Devant le Conseil des droits de l’homme de l’ONU, l’Arménie a d’ailleurs martelé ce jeudi qu’un «crime contre l’humanité» était en cours. En parallèle, le pays a cependant annoncé ne prévoir «aucune évacuation de masse», attendant le résultat des négociations. «La situation humanitaire dans le Haut-Karabakh est dramatique, c’est une situation de chaos, sans présence humanitaire internationale, avec des bombardements réguliers. L’urgence aujourd’hui est de négocier avec l’Azerbaïdjan une évacuation de la population civile, tout en gardant à l’esprit que Bakou n’autorisera probablement pas le libre passage de la population masculine», analyse Anita Khachaturova, spécialiste du Haut-Karabakh et chercheuse au Cevipol.
Cette position de «laisser-faire» de la part des dirigeants arméniens n’a pas manqué d’attiser de fortes tensions. Car si les Arméniens du Haut-Karabakh ont accepté de rendre les armes si vite après l’attaque éclair, c’est aussi parce que Erevan n’a pas souhaité s’engager dans le conflit, craignant qu’il ne s’étende à tout le territoire et que la débâcle de la dernière guerre de 2020 ne se répète. «Le gouvernement arménien s’est de plus en plus distancié des discussions ayant trait au statut du Haut-Karabakh», affirme ainsi Anita Khachaturova.
Un «clan du Karabakh» haï en Arménie
Depuis plusieurs jours, des centaines de manifestants viennent crier leur colère devant le Parlement à Erevan. Mais difficile de savoir si ces manifestations reflètent un état d’esprit partagé massivement dans le pays. Certes, le Premier ministre Nikol Pachinian, porté au pouvoir à la suite de la «révolution de velours» de 2018, fait face à une contestation grandissante. Il est tenu pour responsable de l’accord de cessez-le-feu du 9 novembre 2020 ayant entériné la perte de la quasi-totalité des territoires arméniens du Haut-Karabakh. Mais le refrain de la crainte d’une guerre d’ampleur sur le territoire pourrait convaincre une partie de l’opinion publique de voir l’abandon du Haut-Karabakh comme un moindre mal.

● **Consigne**
Poursuivez l'article sur la situation au Haut-Karabakh en reprenant immédiatement après sa dernière phrase.

● **Données fournies**

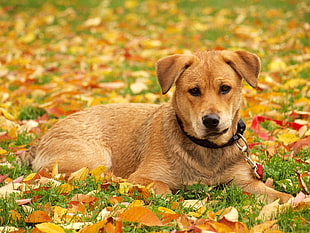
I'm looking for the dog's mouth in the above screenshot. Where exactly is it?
[205,128,229,139]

● **Réponse**
«Il y a une lassitude de la société à l’égard des conflits. Aussi, il existe un sentiment anti-Karabakh au sein d’une partie de la population. De 1998 à 2018, l’Arménie a été gouvernée par des présidents originaires du Haut-Karabakh. Leur règne s’est accompagné d’une corruption endémique. Au fil du temps, la haine envers le “clan du Karabakh” a commencé à être projetée sur toute l’enclave. Tous ces facteurs ont contribué au manque d’enthousiasme de la société à lutter pour le Haut-Karabakh», explique Benyamin Poghosyan, chercheur au sein de l’Institut de recherche politique appliquée d’Arménie.
Les pourparlers des prochains jours entre les deux parties s’annoncent décisifs, pas seulement pour le Haut-Karabakh mais pour toute l’Arménie. L’offensive azerbaïdjanaise n’était pas une surprise, Bakou affirmait depuis plusieurs mois sa détermination à reprendre le contrôle des derniers 3 000 km² encore sous contrôle arménien. La victoire éclair de l’Azerbaïdjan montre une Arménie en position de faiblesse. Reste à savoir si la conquête du Haut-Karabakh dissuadera Bakou de pousser plus loin son offensive encore plus.